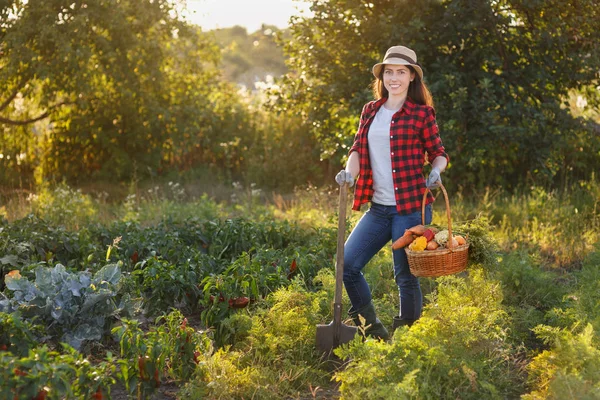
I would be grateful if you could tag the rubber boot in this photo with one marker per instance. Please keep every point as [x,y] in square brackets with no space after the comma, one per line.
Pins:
[401,322]
[374,326]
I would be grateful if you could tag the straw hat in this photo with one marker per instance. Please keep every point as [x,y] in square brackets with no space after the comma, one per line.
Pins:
[399,55]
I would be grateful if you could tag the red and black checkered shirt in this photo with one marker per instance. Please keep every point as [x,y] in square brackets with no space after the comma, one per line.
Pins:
[414,139]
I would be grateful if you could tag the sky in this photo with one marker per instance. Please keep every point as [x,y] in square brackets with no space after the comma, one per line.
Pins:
[211,14]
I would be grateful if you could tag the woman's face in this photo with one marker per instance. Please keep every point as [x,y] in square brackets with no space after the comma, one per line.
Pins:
[396,79]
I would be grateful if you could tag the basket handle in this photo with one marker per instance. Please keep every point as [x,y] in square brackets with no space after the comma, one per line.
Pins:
[447,211]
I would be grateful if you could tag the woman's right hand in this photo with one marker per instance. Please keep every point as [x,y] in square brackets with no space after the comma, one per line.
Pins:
[344,177]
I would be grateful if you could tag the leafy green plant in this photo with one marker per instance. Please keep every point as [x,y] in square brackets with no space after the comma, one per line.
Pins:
[18,336]
[569,370]
[459,347]
[77,307]
[277,357]
[164,284]
[48,374]
[171,346]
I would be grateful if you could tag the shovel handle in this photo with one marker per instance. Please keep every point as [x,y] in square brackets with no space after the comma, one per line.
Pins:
[339,262]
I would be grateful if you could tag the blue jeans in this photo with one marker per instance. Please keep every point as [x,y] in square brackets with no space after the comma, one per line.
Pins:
[376,228]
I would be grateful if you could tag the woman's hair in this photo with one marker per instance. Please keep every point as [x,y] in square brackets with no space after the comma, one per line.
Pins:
[417,90]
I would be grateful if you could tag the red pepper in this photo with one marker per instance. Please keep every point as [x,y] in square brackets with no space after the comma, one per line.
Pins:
[141,365]
[156,379]
[41,395]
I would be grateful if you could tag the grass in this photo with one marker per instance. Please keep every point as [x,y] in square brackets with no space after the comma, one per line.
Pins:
[522,302]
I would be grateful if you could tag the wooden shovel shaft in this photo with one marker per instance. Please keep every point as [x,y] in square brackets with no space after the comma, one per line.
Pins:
[339,264]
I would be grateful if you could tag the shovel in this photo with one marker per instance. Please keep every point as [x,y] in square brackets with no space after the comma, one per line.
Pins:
[335,333]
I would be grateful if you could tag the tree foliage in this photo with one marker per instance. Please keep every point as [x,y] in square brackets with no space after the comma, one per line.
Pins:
[110,87]
[500,73]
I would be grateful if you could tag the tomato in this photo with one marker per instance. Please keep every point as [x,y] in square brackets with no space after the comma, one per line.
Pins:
[239,302]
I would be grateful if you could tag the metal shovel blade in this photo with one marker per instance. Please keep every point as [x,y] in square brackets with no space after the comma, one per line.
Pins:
[326,336]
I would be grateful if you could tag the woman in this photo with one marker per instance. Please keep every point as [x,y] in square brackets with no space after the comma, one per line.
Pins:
[396,135]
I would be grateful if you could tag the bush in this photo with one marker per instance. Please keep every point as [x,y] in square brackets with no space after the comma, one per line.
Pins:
[457,349]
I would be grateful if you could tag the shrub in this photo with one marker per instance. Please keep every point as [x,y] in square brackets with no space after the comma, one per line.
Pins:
[457,349]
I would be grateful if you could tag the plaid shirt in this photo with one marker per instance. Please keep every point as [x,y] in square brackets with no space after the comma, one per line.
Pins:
[414,139]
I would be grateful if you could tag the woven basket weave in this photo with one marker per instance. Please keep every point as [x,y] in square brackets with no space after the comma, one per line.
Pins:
[440,262]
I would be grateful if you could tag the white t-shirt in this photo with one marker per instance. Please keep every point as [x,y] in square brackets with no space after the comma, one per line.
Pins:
[381,160]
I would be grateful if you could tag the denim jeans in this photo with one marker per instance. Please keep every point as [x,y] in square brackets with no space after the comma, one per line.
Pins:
[376,228]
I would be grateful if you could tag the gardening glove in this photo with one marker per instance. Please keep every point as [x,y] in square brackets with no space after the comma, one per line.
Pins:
[344,177]
[434,177]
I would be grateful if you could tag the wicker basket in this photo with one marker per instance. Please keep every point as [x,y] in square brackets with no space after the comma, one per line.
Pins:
[446,261]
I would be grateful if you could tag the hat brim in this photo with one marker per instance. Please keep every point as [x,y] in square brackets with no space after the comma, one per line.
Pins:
[395,61]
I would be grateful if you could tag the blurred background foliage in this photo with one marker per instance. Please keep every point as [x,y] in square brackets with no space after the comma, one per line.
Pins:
[114,91]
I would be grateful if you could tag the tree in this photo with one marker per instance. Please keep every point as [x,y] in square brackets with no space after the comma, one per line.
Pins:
[118,86]
[500,72]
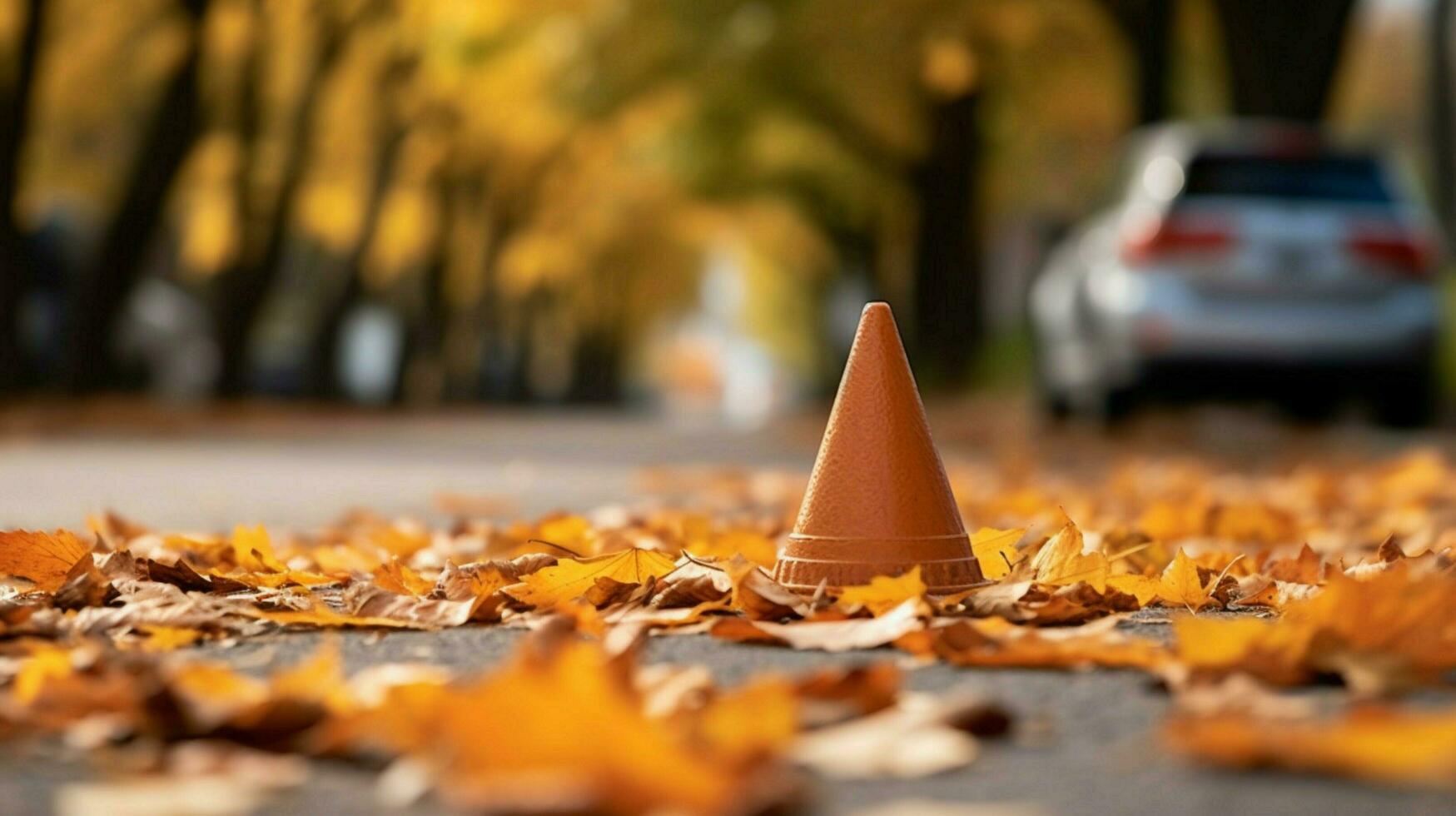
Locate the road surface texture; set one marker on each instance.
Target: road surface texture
(1084, 742)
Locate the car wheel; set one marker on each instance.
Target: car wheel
(1113, 406)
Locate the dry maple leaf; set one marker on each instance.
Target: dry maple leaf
(1394, 629)
(884, 592)
(42, 559)
(1181, 585)
(555, 726)
(571, 579)
(829, 635)
(1304, 569)
(759, 596)
(400, 579)
(996, 551)
(999, 643)
(1382, 745)
(1061, 561)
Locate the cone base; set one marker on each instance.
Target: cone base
(947, 565)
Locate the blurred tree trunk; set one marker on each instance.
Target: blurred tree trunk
(15, 251)
(1442, 112)
(1148, 28)
(101, 291)
(243, 289)
(1283, 54)
(324, 378)
(948, 303)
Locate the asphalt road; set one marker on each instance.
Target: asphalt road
(1085, 742)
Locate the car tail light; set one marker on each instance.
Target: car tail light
(1395, 250)
(1177, 235)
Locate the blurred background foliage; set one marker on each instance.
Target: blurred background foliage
(579, 200)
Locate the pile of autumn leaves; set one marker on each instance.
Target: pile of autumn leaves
(1325, 592)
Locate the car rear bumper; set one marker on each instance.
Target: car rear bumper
(1172, 324)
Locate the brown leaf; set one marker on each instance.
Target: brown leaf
(759, 596)
(42, 559)
(1382, 745)
(829, 635)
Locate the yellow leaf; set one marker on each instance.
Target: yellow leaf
(44, 559)
(754, 547)
(884, 592)
(996, 550)
(1143, 588)
(1061, 561)
(316, 679)
(1384, 745)
(571, 579)
(166, 639)
(400, 579)
(544, 717)
(252, 550)
(568, 532)
(40, 669)
(1181, 585)
(754, 720)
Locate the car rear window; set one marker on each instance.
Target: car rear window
(1335, 178)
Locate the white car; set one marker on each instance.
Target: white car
(1247, 258)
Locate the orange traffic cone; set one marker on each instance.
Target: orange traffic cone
(878, 501)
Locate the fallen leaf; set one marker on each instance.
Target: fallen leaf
(999, 643)
(396, 577)
(915, 738)
(829, 635)
(996, 551)
(571, 579)
(42, 559)
(1181, 585)
(1061, 561)
(884, 592)
(1380, 745)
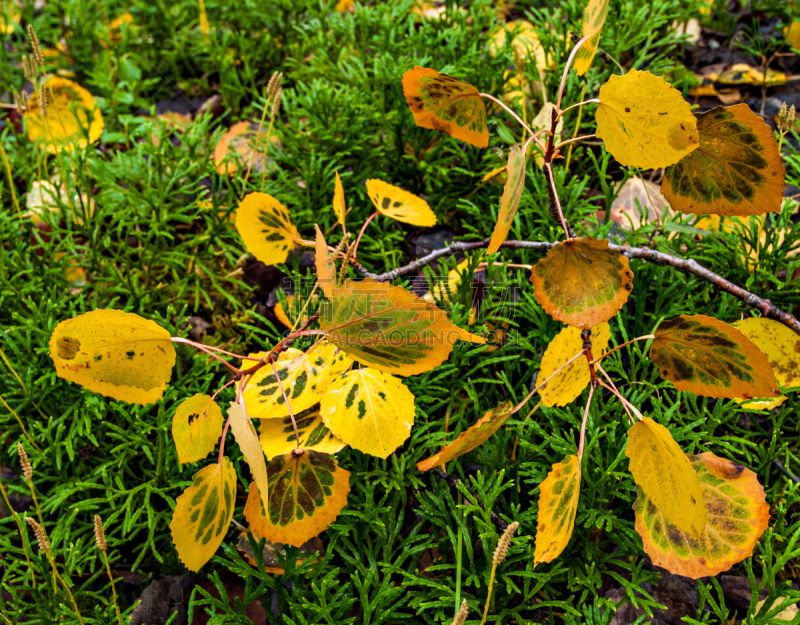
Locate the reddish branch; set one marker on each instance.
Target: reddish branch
(688, 265)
========
TASK BRIEF → Leaving every picture aside, repeat the listing exactly.

REPLY →
I would be grateful if you could tag the rubber boot in this photo with one marker per instance. Please keep every point as [x,y] in square brackets with no space after the comma, one per line.
Pins:
[401,322]
[374,326]
I would be grateful if you could tag the straw hat in this photo with one marker per instance. Please keep every point as [x,y] in square brackets with no space after the comma, one per line.
Pins:
[399,55]
I would be grateful if you could tag the red and black checkered shirt in this photo with one marker per instance. Please keep every point as [x,y] in square brackets with no space after the comma, one per line.
Pins:
[414,139]
I would be grateful if you could tag the sky in this photo with one marker per instance. Please keep every point as [x,y] in square brackets with no space after the comma, one per line.
Pins:
[211,14]
I would be grateful if you could tag the woman's face in this photo with one marker per instance. Please keep every point as [x,y] in square brackets with no space after the comma, one per line.
Pins:
[396,79]
I would be grateful if you could tag the basket handle in this photo with one marker per instance. Please keep every point as [x,y] in square brackets with no space after the comma, one per line.
Pins:
[447,211]
I would be grateful if you could tag the woman's right hand in this photo with one marker per instance. Please keep every point as [x,y] in square brackets with no space after the comma, one per line.
Pins:
[344,177]
I would be grateful if you could tag the leafy green plant in this photo with one marker per instance. Please keep every point as [x,y] in square brackets with no space after the comma, one per line.
Pins:
[18,336]
[569,370]
[459,347]
[77,307]
[277,357]
[164,284]
[48,374]
[171,346]
I would be grateful if you could tag the shovel handle in this photo with one marker per instance. Please keep every point as [x,y] in square brackets with no space after the comma, one per line.
Pins:
[339,262]
I would be grateful if you could tag the blue jeans in this photo with one marker per instance. Please keep every point as [x,y] in square brackets with no space after the comma, one per line.
Pins:
[376,228]
I would be grateful if you could tag the woman's hair in this photo with one marker per instance. Please keep every point as [x,y] in square brackets with no space after the comma, one per line.
Pins:
[417,90]
I would be grateful if you could tag the red pepper in this photo with one marker per instance. Please keep every point as [x,y] in square brackets with no space after the comma, one per line.
Pins:
[141,365]
[156,379]
[41,395]
I would be grateful if you could tag the grass in this photo with one marker per instance. Please keep every point as [x,y] in square brackets with no space after the comma, one per line.
Pins:
[522,302]
I would be grateful if you could tag the wooden shovel shaft in this photo with one marker per instance. Please keep every point as [x,y] in square brackets with no space after the comma, one per line.
Pins:
[339,264]
I would be grateful if you could tag the shovel in this photo with one marker per instance. Please keep every point as [x,y] in square brackets with no space after the comma, one per line.
Pins:
[335,333]
I would be grateful if you could tag the tree foliage in this photo with one marker per instance. Please keep every point as [x,y] in square brackets with no space after the comma, one per line.
Pins:
[110,87]
[500,73]
I would be grateful if you could tag the tomato in this photo with one marker per instance. Please keep every point as [x,y] in square brackets with no space after the comma, one per line.
Pins:
[239,302]
I would be grateful if you could tag the metal shovel blade in this photo with one marker per instance. Please keep every point as [x,y] in square brackets with no space after the comma, one per line.
Pins:
[326,336]
I would be grateful if you could tag the woman in this photo with one marker per instance. Please keep every point as [x,y] in square brackets with no space after the comma, one per line.
Pins:
[396,135]
I would be grateful if you could tag the bush in this photo with one marker per instance. Please keep every point as [x,y] in square brackets with no space after the comma, one per line.
Pins:
[457,349]
I would be grateful if you could tag the shrub in this photo with one marker per instance. Please keep every point as [x,y] in square brackets with no space after the comma, one per line.
Pins:
[457,349]
I would be grateful if you could tag the plaid shirt in this photo with one marker per instance. Please keep every point as [x,y] in square brackets with no space after the comma, one per line.
Pins:
[414,139]
I would be grateful if you could tag the woven basket weave in this photo with one marker per instance. Please keep every point as [x,y] in square brackets with no space after the comma, one per line.
Pins:
[440,262]
I would be grateful if you could tag the white t-shirt in this photo with one marker per instance. Please keep every point as [x,y] in square brackets with no space after the comma, one per line.
Pins:
[381,160]
I would be grateful if you could tag the denim jeans in this photo with one marker per instance. Please keep every point as [x,y] in square brackets with no space after the comma, one per line.
Pins:
[376,228]
I would be grateful if you could tag the gardening glove in this photo with one marker per instance. Please keep every point as [x,y] in square brackets with no space after the comma, one per line.
Pins:
[344,177]
[434,177]
I would be grateful if you could tag the wicker basket in this photo with one marker per instance. Please keep every point as [x,y] in square brackets with no space after the comma, one per line.
Pins:
[446,261]
I would be grateful if you could tag the hat brim in this photo with one marker per instance. Please keep every point as [x,y] in square brackets with no space after the comma, one per line.
Pins:
[395,61]
I would be grateful if you could tag the blurred background foliage in this photo with one marker per instance. Please keep every point as [x,y] in square brackets with no space after the comma, one per line.
Pins:
[114,91]
I would be grateful if you could tag the tree in this photo with one marker per instance. Please keep every point as [x,y] in square brackets with no space after the comma, one per line.
Pins:
[118,86]
[500,72]
Locate the road surface texture; set one marker on each instance.
Target: road surface texture
(1084, 742)
Locate the car wheel; set one marker on each instance.
Target: car wheel
(1113, 406)
Locate the dry maple leaf; set one marker on each instance.
Target: dry maple leaf
(1394, 629)
(884, 592)
(42, 559)
(1181, 585)
(555, 726)
(571, 579)
(829, 635)
(1304, 569)
(759, 596)
(400, 579)
(996, 551)
(999, 643)
(1382, 745)
(1061, 561)
Locate the cone base; set one marker on each instance.
Target: cone base
(947, 565)
Locate the blurred tree trunk; set one marker on each instance.
Target: blurred tree trunk
(15, 251)
(1442, 112)
(1148, 28)
(101, 291)
(243, 289)
(1283, 54)
(324, 378)
(948, 303)
Locate the asphalt road; set one marker on each instance.
Target: asphalt road
(1085, 742)
Locate the car tail light; set one marker on each instance.
Target: car tail light
(1395, 250)
(1177, 235)
Locate the blurred background foliage; set one marker on each instance.
Target: blurred background foliage
(579, 200)
Locate the pile of autumn leaves; set one marker on each instance.
Target: pile of autumn leaves
(1325, 592)
Locate the car rear bumper; set one marker on each instance.
Target: car rear bumper
(1172, 324)
Locate the brown leaf; set one marker on each instance.
Target: brown leaf
(759, 596)
(42, 559)
(1382, 745)
(829, 635)
Locate the yellow leaf; set one marker on each instance.
Target: yellow leaf
(44, 559)
(754, 547)
(884, 592)
(996, 550)
(1143, 588)
(1061, 561)
(316, 679)
(1384, 745)
(571, 579)
(166, 639)
(400, 579)
(544, 717)
(252, 550)
(568, 532)
(40, 669)
(1181, 585)
(754, 720)
Locate the car rear window; set one marker on each instance.
Target: car rear window
(1335, 178)
Locate the white car; set one marker on each instance.
Target: white car
(1247, 258)
Locate the orange traffic cone; set one marker on each instance.
Target: orange traffic cone
(878, 501)
Locate the fallen leaf; set one marker on each instance.
Target: fallen leaf
(999, 643)
(396, 577)
(915, 738)
(829, 635)
(996, 551)
(571, 579)
(42, 559)
(1181, 585)
(1061, 561)
(884, 592)
(1380, 745)
Locate the reddish branch; set one marker on each instance.
Target: reddish branch
(688, 265)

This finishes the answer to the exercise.